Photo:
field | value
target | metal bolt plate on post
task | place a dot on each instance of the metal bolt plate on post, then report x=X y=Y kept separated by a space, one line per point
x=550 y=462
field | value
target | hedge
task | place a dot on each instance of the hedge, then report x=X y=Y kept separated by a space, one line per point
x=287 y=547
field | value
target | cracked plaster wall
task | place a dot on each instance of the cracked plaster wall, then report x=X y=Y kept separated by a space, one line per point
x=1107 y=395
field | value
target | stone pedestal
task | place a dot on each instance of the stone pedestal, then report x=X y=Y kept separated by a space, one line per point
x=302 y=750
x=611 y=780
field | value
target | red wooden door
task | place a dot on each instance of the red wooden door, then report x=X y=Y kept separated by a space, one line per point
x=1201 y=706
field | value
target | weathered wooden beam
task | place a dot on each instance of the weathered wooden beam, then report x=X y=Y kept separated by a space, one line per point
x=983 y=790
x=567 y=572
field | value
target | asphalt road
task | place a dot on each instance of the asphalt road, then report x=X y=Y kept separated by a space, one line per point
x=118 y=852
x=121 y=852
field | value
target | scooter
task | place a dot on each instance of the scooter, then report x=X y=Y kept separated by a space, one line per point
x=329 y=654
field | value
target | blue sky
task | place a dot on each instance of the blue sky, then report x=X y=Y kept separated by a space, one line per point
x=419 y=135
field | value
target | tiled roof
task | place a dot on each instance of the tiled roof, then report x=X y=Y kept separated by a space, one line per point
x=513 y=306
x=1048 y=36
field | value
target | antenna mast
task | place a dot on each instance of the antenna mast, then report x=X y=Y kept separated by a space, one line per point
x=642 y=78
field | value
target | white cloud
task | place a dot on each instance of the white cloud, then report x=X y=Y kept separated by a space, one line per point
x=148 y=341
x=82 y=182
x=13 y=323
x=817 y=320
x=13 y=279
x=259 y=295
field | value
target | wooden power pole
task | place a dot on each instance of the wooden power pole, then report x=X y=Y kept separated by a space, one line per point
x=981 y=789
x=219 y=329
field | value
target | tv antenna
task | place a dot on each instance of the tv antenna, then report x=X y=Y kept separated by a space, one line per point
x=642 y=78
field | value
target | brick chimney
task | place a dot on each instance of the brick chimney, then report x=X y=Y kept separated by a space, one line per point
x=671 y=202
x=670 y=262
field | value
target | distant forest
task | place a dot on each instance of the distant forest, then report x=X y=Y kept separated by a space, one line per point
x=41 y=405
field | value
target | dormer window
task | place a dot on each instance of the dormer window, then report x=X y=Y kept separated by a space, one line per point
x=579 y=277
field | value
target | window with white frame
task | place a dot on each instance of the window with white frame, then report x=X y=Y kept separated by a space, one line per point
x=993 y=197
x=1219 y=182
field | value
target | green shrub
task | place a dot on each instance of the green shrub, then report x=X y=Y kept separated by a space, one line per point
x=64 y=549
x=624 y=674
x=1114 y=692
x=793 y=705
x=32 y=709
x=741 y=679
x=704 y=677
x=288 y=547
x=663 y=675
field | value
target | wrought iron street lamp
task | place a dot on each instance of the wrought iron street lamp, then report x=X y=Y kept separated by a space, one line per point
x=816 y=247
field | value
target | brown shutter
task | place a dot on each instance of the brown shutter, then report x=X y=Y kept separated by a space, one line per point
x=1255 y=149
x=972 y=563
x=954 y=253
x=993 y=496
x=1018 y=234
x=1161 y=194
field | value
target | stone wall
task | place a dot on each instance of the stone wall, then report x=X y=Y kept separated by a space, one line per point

=-=-=

### Exercise prompt
Rescale the entries from their start through the line holding "x=419 y=135", inclusive, and give back only those lines, requests included. Multiply each x and y point coordinate in the answers by 0.75, round to whole numbers with halves going up, and leave the requests and their format samples unchanged.

### Exercise result
Photo:
field | value
target | metal bolt plate on post
task | place a dot on each instance of the metal bolt plate on post, then report x=X y=Y kept separated by a space, one line per point
x=413 y=347
field | value
target | hedge
task | place a dot on each instance of the hedge, then report x=X y=Y kept separated by a space, one line per point
x=215 y=410
field | value
target | cracked plaster wall
task | place a dot on each instance of the cracked plaster wall, then report x=X y=Y kept separated by a space, one line per point
x=830 y=296
field | value
target | stone pedestal
task | place a dot on each instance of the stone pedestal, then report x=X y=Y kept separated by a space, one line per point
x=227 y=563
x=458 y=585
field | value
target | red wooden door
task | place a dot on each instance of the red wooden door, then report x=X y=Y kept separated by a space, one line per point
x=901 y=530
field | value
target | weathered wooden beam
task | place a dot on each instance of the weathered wooden beam, then report x=X y=Y kept separated by a space, one line per point
x=737 y=593
x=425 y=429
field | value
target | asphalt road
task | place a dot on each instance of the asphalt road, then report x=X y=Y kept separated by a space, one line per point
x=89 y=639
x=91 y=639
field | value
target | scooter
task | place a dot on each instance of the scooter, then report x=X y=Y kept separated by a space, one line per point
x=247 y=491
field | value
target | blue sky
task | place a dot on each instance of the blue sky, then report x=X y=Y kept separated by a space, one line per point
x=314 y=101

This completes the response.